Text passage –
»»

Breast cancer patients can now expect improved care thanks to faster and cheaper DNA sequencing techiques. Those are among the conclusions of a study published recently in the BJS (British Journal of Surgery). The findings provide insights into how genetic advances will soon be affecting patient care.
When a woman is diagnosed with breast cancer, it's important to know as much about her tumour as possible to determine the best treatment. Most cases of breast cancer are sporadic, but a minority are hereditary and caused by one or more mutations in genes such as BRCA1 or BRCA2. To find such genetic mutations in newly diagnosed patients, researchers must sequence the woman's DNA, which is generally a relatively slow process that generates results weeks or months after patients have started treatment. Next generation sequencing (NGS) is a newer method of sequencing DNA that processes large amounts of data. It's faster and more expensive than conventional sequencing, but in recent years it has become cheaper and more widely accessible by rapid advances in computing power. With the use of NGS, which will soon become the mainstay of clinical genetics, breast cancer units will likely be able to get the results of genetic testing before patients begin their breast cancer treatment.

««

Input data –
»»

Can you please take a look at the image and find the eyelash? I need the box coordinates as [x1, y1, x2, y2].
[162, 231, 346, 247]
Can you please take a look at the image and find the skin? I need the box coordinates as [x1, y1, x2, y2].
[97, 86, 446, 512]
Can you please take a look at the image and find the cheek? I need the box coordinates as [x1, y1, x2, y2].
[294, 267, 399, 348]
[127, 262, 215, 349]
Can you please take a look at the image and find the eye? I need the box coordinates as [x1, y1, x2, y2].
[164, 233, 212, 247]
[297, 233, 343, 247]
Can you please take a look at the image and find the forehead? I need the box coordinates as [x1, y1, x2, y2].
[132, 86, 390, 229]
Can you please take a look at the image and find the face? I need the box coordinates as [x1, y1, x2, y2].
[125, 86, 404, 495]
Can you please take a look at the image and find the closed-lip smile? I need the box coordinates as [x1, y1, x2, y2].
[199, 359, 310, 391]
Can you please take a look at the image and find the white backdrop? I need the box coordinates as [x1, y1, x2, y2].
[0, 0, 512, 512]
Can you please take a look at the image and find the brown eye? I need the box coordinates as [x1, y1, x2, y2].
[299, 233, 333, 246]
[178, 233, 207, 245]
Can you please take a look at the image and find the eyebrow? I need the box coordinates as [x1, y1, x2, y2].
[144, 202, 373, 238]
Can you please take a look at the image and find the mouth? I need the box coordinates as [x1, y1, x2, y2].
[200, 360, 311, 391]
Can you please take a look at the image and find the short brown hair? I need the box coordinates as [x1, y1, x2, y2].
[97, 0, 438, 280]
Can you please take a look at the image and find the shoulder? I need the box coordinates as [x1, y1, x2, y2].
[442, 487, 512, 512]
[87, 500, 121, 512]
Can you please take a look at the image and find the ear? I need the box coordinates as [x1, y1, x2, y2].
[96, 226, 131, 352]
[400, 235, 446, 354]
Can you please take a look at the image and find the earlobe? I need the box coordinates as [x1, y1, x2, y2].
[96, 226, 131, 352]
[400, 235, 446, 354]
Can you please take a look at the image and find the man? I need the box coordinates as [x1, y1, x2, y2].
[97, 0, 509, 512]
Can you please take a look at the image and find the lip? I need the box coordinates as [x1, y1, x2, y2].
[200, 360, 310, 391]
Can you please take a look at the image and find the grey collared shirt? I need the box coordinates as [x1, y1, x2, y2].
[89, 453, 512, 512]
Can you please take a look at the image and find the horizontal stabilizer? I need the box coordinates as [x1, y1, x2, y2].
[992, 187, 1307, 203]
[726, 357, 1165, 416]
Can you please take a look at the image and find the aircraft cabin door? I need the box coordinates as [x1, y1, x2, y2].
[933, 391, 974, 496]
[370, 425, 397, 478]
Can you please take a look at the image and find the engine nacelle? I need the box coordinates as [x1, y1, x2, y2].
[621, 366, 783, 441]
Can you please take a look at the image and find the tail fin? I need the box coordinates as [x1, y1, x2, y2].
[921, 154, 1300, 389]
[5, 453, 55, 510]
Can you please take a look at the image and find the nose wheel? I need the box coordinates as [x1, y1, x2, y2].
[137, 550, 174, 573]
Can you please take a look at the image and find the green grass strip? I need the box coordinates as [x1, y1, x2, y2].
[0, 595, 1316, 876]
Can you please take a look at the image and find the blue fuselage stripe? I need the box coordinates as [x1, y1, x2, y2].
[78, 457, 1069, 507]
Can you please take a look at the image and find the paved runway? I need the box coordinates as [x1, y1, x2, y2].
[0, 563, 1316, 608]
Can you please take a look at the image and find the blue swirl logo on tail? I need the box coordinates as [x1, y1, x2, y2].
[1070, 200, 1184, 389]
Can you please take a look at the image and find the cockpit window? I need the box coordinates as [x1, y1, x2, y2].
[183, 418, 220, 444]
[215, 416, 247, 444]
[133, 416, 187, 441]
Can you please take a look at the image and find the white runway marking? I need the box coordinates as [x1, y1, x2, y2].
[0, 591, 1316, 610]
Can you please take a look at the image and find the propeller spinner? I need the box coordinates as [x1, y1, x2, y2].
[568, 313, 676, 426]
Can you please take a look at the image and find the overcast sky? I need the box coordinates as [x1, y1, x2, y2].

««

How would you translate this sentence from the passage on breast cancer and DNA sequencing into Spanish: "Most cases of breast cancer are sporadic, but a minority are hereditary and caused by one or more mutations in genes such as BRCA1 or BRCA2."?

Answer section – La mayoría de los casos de cáncer de mama son esporádicos, pero una minoría son hereditarios y están causados por una o más mutaciones en genes como BRCA1 o BRCA2.